#### Source material

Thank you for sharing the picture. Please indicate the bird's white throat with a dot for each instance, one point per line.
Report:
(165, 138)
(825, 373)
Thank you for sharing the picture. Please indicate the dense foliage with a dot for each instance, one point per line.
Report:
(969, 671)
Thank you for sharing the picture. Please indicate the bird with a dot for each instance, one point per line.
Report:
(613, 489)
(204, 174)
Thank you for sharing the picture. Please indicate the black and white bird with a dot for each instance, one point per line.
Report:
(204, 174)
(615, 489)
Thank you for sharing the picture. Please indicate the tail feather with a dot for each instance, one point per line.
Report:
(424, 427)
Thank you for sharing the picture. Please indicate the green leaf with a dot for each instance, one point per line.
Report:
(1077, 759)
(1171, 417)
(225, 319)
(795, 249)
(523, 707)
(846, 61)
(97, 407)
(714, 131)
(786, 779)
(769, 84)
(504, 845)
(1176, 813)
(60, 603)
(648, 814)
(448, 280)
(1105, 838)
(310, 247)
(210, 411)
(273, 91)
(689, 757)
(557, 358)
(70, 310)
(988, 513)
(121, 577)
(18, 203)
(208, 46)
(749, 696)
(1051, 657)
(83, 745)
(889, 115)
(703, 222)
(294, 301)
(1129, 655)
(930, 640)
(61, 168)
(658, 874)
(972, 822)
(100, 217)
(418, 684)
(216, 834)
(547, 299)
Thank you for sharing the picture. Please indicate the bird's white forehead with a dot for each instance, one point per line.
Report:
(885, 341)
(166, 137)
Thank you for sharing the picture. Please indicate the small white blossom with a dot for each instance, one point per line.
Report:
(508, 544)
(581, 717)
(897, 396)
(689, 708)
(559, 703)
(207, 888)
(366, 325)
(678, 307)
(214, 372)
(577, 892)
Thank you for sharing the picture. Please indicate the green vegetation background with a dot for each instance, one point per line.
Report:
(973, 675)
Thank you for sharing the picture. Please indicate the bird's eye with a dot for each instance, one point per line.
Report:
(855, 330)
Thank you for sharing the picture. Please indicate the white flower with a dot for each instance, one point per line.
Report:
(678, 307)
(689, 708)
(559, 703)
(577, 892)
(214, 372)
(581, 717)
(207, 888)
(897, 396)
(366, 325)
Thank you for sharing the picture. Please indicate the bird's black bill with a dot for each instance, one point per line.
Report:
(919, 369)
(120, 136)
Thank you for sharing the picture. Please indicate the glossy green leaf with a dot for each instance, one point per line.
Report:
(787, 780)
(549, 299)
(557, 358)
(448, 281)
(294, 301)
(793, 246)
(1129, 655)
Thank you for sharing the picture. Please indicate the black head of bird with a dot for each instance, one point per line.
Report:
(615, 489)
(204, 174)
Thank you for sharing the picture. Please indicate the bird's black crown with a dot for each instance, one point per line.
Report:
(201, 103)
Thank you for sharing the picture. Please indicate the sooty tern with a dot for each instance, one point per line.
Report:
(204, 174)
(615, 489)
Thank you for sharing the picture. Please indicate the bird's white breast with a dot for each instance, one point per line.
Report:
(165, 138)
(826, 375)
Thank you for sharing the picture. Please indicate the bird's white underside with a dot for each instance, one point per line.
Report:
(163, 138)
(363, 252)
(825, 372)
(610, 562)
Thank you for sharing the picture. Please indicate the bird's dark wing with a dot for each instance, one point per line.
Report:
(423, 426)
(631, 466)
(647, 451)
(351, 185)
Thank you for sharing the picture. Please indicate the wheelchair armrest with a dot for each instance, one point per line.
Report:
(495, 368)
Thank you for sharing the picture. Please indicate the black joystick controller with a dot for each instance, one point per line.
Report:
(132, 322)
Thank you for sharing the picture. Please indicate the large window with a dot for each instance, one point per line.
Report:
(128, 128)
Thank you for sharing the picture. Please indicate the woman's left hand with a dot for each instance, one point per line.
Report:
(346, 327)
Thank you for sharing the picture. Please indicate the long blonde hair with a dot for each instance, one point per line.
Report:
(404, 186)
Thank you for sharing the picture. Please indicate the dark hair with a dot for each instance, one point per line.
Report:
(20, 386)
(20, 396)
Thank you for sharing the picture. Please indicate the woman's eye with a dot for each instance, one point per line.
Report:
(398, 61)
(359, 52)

#### What you should do
Whenever a line of the data includes the word "dark", show that line in full.

#### Output below
Thank you for sharing the picture. Please indicate the bird's dark wing with a dot for each instance, one point per line.
Thank you for sharing the picture. Please indicate the dark hair with a dot for each instance, one point per line.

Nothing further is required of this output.